• Instruction: Write out the stretch from the line containing "Locate the tall" through the end of the records, and swap "slender" for "thin" with everything else left as it is. Give only those lines.

[Lines of data]
* * * * *
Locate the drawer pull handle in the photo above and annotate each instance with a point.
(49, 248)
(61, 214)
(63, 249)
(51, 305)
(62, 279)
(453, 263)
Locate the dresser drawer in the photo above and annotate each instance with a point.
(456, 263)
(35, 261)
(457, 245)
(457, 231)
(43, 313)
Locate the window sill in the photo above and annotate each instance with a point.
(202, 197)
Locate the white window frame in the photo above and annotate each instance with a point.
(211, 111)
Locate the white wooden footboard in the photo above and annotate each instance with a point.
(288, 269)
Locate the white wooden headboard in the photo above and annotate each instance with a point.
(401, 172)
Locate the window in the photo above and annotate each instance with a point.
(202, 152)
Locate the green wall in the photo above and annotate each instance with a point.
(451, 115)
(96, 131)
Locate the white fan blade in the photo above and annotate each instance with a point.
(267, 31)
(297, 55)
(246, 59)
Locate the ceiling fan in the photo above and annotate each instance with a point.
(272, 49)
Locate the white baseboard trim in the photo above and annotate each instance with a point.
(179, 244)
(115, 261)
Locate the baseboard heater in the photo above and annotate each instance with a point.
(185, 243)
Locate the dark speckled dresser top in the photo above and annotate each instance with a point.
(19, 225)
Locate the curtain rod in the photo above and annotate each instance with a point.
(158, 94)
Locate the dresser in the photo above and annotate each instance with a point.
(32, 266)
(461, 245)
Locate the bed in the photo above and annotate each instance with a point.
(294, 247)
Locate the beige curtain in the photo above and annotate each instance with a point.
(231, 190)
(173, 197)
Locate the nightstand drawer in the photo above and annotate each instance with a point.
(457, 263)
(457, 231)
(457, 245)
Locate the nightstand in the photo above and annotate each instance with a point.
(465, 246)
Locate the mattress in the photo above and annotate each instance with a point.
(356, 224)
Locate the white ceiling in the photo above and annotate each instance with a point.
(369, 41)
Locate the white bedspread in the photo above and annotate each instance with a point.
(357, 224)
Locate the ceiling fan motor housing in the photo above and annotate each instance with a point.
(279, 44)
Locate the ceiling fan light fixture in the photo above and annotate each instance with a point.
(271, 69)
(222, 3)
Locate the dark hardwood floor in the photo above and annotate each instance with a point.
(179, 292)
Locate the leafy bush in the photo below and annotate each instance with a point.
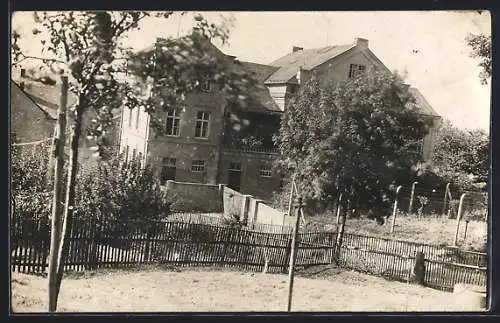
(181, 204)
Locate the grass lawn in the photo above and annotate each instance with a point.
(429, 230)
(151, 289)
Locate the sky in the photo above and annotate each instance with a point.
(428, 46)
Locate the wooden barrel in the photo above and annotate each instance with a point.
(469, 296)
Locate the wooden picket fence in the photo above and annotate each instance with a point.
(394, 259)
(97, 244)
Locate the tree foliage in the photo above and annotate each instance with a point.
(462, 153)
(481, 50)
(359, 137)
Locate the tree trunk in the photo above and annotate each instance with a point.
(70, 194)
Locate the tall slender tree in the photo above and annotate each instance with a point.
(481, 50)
* * * * *
• Answer for the task:
Locate the tall thin tree in the photo above and annotate each instance with a point.
(481, 50)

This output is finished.